What to do:
Write out the data word for word, taking care that no picture is carried over.

Given data:
== == ==

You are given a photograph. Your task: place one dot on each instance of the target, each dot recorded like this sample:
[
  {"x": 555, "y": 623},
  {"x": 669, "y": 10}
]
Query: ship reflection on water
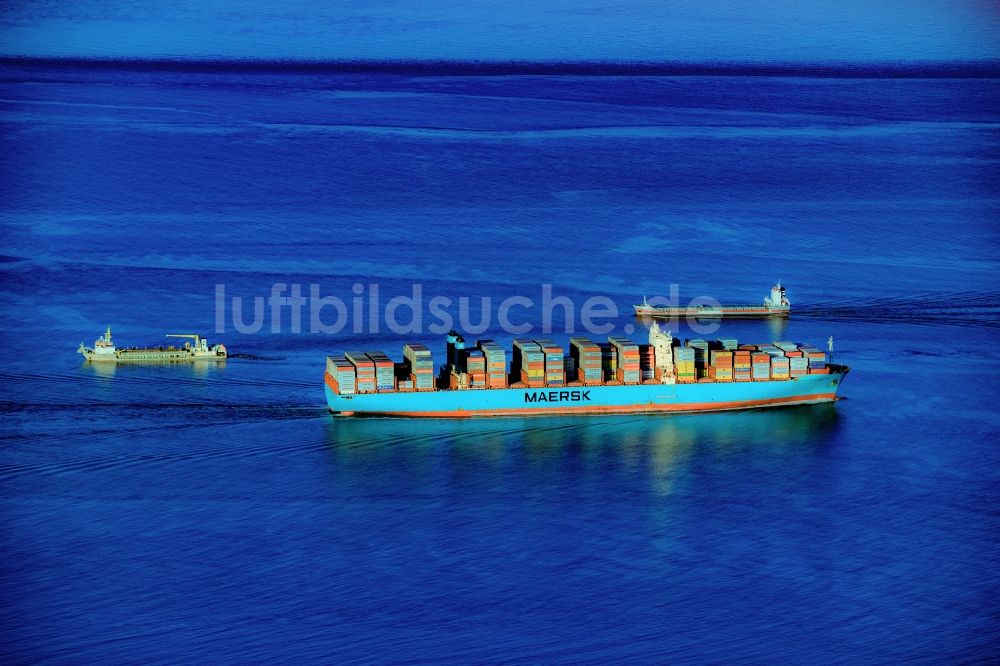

== == ==

Response box:
You are given a photograph. Your task: place one dot on each instance of the target, each dot recorded like this sample:
[
  {"x": 555, "y": 623},
  {"x": 669, "y": 10}
]
Query: ship reflection on water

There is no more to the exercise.